Goal of the exercise ▸ Collect from the data below each line with "background".

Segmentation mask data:
----------------

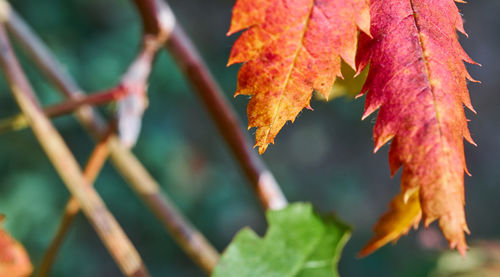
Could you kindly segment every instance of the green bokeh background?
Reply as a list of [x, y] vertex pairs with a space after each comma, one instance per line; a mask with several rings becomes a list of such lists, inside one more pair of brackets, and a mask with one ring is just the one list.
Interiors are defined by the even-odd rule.
[[[12, 5], [41, 35], [85, 90], [115, 85], [133, 59], [140, 25], [126, 0], [13, 0]], [[225, 36], [233, 0], [170, 1], [230, 103], [246, 122], [248, 98], [232, 97], [238, 66], [226, 60], [236, 36]], [[466, 212], [472, 230], [469, 241], [500, 238], [500, 2], [475, 0], [460, 5], [470, 38], [464, 48], [482, 67], [469, 67], [482, 84], [471, 84], [473, 115], [470, 129], [479, 147], [466, 146]], [[61, 101], [57, 91], [21, 55], [45, 105]], [[185, 215], [223, 250], [242, 227], [265, 230], [262, 211], [211, 119], [191, 87], [162, 52], [153, 71], [150, 107], [134, 152]], [[364, 100], [313, 101], [287, 124], [263, 155], [290, 201], [310, 201], [319, 210], [334, 211], [354, 227], [342, 260], [342, 276], [425, 276], [446, 251], [435, 225], [412, 232], [396, 246], [357, 259], [372, 235], [371, 228], [399, 190], [399, 175], [389, 177], [387, 150], [372, 154], [374, 117], [361, 121]], [[0, 79], [0, 116], [18, 108]], [[54, 120], [81, 164], [93, 148], [76, 120]], [[253, 131], [250, 131], [251, 133]], [[251, 134], [253, 135], [253, 133]], [[145, 260], [152, 276], [202, 276], [160, 223], [121, 177], [107, 165], [97, 190]], [[69, 195], [29, 130], [0, 136], [0, 213], [6, 228], [38, 264], [52, 238]], [[428, 243], [432, 241], [431, 245]], [[120, 276], [113, 260], [83, 216], [62, 248], [53, 276]]]

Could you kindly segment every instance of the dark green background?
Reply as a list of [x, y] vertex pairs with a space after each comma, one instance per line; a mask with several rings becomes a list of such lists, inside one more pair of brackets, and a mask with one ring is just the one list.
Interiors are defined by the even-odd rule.
[[[39, 32], [59, 60], [87, 91], [115, 85], [133, 59], [140, 25], [126, 0], [14, 0], [19, 13]], [[233, 0], [175, 0], [170, 4], [246, 122], [248, 98], [232, 97], [238, 66], [226, 68], [236, 36], [225, 36]], [[479, 147], [466, 146], [473, 177], [466, 177], [469, 241], [500, 237], [500, 2], [475, 0], [460, 5], [470, 38], [467, 52], [482, 67], [469, 67], [482, 84], [471, 84], [478, 115], [470, 129]], [[55, 89], [22, 57], [44, 104], [61, 100]], [[4, 79], [0, 116], [18, 112]], [[242, 227], [265, 230], [262, 211], [210, 118], [171, 57], [162, 52], [150, 82], [150, 108], [134, 152], [185, 215], [220, 250]], [[365, 259], [356, 252], [399, 190], [399, 175], [389, 177], [387, 150], [372, 154], [374, 117], [361, 121], [363, 99], [313, 101], [285, 126], [263, 156], [290, 201], [311, 201], [334, 211], [354, 227], [340, 262], [342, 276], [424, 276], [435, 266], [446, 243], [433, 225], [412, 232], [396, 246]], [[83, 164], [93, 142], [71, 116], [54, 121]], [[250, 131], [252, 132], [252, 131]], [[253, 133], [252, 133], [253, 135]], [[0, 213], [5, 226], [29, 251], [35, 264], [60, 220], [68, 192], [29, 130], [0, 136]], [[153, 276], [202, 276], [109, 165], [97, 189], [122, 224]], [[437, 247], [426, 247], [435, 240]], [[53, 276], [120, 276], [93, 229], [79, 216], [55, 264]]]

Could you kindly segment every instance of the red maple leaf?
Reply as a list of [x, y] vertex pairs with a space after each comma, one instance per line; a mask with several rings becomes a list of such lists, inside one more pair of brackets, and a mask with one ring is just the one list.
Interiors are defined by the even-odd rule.
[[[392, 139], [389, 163], [393, 175], [403, 167], [403, 202], [418, 191], [424, 225], [439, 220], [450, 247], [464, 254], [469, 230], [463, 138], [474, 144], [463, 109], [465, 104], [473, 110], [464, 61], [474, 62], [458, 42], [456, 30], [465, 34], [462, 18], [453, 0], [372, 0], [370, 12], [373, 39], [362, 34], [358, 64], [361, 69], [370, 63], [363, 118], [379, 110], [375, 151]], [[378, 225], [414, 207], [404, 203]], [[392, 239], [409, 230], [416, 216]], [[387, 232], [378, 231], [377, 237]], [[380, 247], [373, 247], [377, 242], [367, 249]]]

----------------

Result for this task ▸
Could you kindly segment every instance of the green bokeh background?
Could you kindly segment every instance of the dark green background?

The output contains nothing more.